In [8]:
import pandas as pd
import time
import numpy as np

## Bike Share Data

In [2]:
CITY_DATA = {'chicago': 'chicago.csv',
             'new york city': 'new_york_city.csv',
             'washington': 'washington.csv'}

def get_filters():
    """
    Asks user to specify a city, month, and day to analyze.

    Returns:
        (str) city - name of the city to analyze
        (str) month - name of the month to filter by, or "all" to apply no month filter
        (str) day - name of the day of week to filter by, or "all" to apply no day filter
    """
    print('Hello! Let\'s explore some US bikeshare data!')
    cities = ('chicago', 'new york city', 'washington')
    months = ('all', 'january', 'february', 'march', 'april', 'may', 'june')
    days = ('all', 'monday', 'tuesday', 'wednesday', 'thursday', 'friday', 'saturday', 'sunday')
    # TO DO: get user input for city (chicago, new york city, washington). HINT: Use a while loop to handle invalid inputs
    city = input("Enter the name of the city to analyze (chicago, new york city, washington) : ").lower()
    while city not in cities:
        print("Enter a Valid Name!!")
        city = input("Enter the name of the city to analyze (chicago, new york city, washington) : ").lower()

    # TO DO: get user input for month (all, january, february, ... , june)
    month = input(
        "Enter the name of the month to filter by, or all to apply no month filter (all, january, february, ... , june) : ").lower()
    while month not in months:
        print("Enter a Valid Name!!")
        month = input(
            "Enter the name of the month to filter by, or all to apply no month filter (all, january, february, ... , june) : ").lower()

    # TO DO: get user input for day of week (all, monday, tuesday, ... sunday)
    day = input(
        "Enter the name of the day of week to filter by, or all to apply no day filter (all, monday, tuesday, ... sunday) : ").lower()
    while day not in days:
        print("Enter a Valid Name!!")
        day = input(
            "Enter the name of the day of week to filter by, or all to apply no day filter (all, monday, tuesday, ... sunday) : ").lower()

    print('-' * 40)
    return city, month, day

city,month,day = get_filters()

Hello! Let's explore some US bikeshare data!
Enter the name of the city to analyze (chicago, new york city, washington) : new york city
Enter the name of the month to filter by, or all to apply no month filter (all, january, february, ... , june) : june
Enter the name of the day of week to filter by, or all to apply no day filter (all, monday, tuesday, ... sunday) : monday
----------------------------------------


In [3]:
def load_data(city, month, day):
    """
    Loads data for the specified city and filters by month and day if applicable.

    Args:
        (str) city - name of the city to analyze
        (str) month - name of the month to filter by, or "all" to apply no month filter
        (str) day - name of the day of week to filter by, or "all" to apply no day filter
    Returns:
        df - Pandas DataFrame containing city data filtered by month and day
    """

==============================

[Short exercise 1] In the bike share notebook, what message is printed when the entered city is not one of the accepted names?
[Short exercise 2] Continue the bike share notebook from its last line, writing what comes next.

[Dataset content]
==============================

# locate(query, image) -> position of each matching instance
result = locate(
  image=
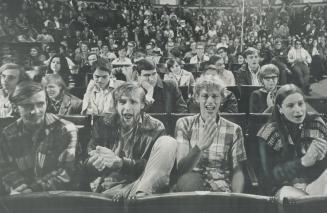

==============================

[Task answer 1] Enter a Valid Name!!

[Task answer 2]
    df = pd.read_csv(CITY_DATA[city])

    df['Start Time'] = pd.to_datetime(df['Start Time'])

    df['month'] = df['Start Time'].dt.month
    df['day_of_week'] = df['Start Time'].dt.day_name()

    if month != 'all':
        months = ['january', 'february', 'march', 'april', 'may', 'june']
        month = months.index(month) + 1
        df = df[df['month'] == month]

    if day != 'all':
        df = df[df['day_of_week'] == day.title()]

    return df

In [5]:
df = load_data(city, month, day)
df.head()

Unnamed: 0.1,Unnamed: 0,Start Time,End Time,Trip Duration,Start Station,End Station,User Type,Gender,Birth Year,month,day_of_week
49,5334757,2017-06-05 12:23:13,2017-06-05 12:29:22,368,E 53 St & Madison Ave,E 58 St & 1 Ave,Subscriber,Male,1990.0,6,Monday
129,5351922,2017-06-05 17:36:56,2017-06-05 18:06:11,1754,South St & Gouverneur Ln,Richards St & Delavan St,Subscriber,Male,1987.0,6,Monday
156,5321258,2017-06-05 08:08:51,2017-06-05 08:39:03,1812,Murray St & West St,W 42 St & 8 Ave,Subscriber,Male,1969.0,6,Monday
247,5768649,2017-06-12 21:10:48,2017-06-12 21:40:25,1777,West St & Chambers St,11 Ave & W 59 St,Subscriber,Female,1958.0,6,Monday
263,5320479,2017-06-05 07:58:07,2017-06-05 09:21:32,5004,Brooklyn Bridge Park - Pier 2,Cadman Plaza E & Tillary St,Customer,,,6,Monday


In [10]:
def time_stats(df):
    

    print('\nCalculating The Most Frequent Times of Travel')
    start_time = time.time()

    # TO DO: display the most common month
    print("The most common month : ", df['month'].mode()[0])

    # TO DO: display the most common day of week
    print("The most common day of week : ", df['day_of_week'].mode()[0])

    # TO DO: display the most common start hour
    print("The most common start hour : ", df['Start Time'].dt.hour.mode()[0])

    print("\nThis took %s seconds." % (time.time() - start_time))
    print('-' * 40)

In [11]:
time_stats(df)


Calculating The Most Frequent Times of Travel
The most common month :  6
The most common day of week :  Monday
The most common start hour :  8

This took 0.004004478454589844 seconds.
----------------------------------------


In [12]:
def station_stats(df):
    """Displays statistics on the most popular stations and trip."""

    print('\nCalculating The Most Popular Stations and Trip...\n')
    start_time = time.time()

    # TO DO: display most commonly used start station
    print("The most commonly used start station : ", df['Start Station'].mode()[0])

    # TO DO: display most commonly used end station
    print("The most commonly used end station : ", df['End Station'].mode()[0])

    # TO DO: display most frequent combination of start station and end station trip
    print("The most most frequent combination of start station and end station trip : \nStart Station : ", df[["Start Station","End Station"]].mode()['Start Station'][0],"\nEnd Station : ",df[["Start Station","End Station"]].mode()['End Station'][0])

    print("\nThis took %s seconds." % (time.time() - start_time))
    print('-' * 40)

In [13]:
station_stats(df)


Calculating The Most Popular Stations and Trip...

The most commonly used start station :  Pershing Square North
The most commonly used end station :  Pershing Square North
The most most frequent combination of start station and end station trip : 
Start Station :  Pershing Square North 
End Station :  Pershing Square North

This took 0.014998912811279297 seconds.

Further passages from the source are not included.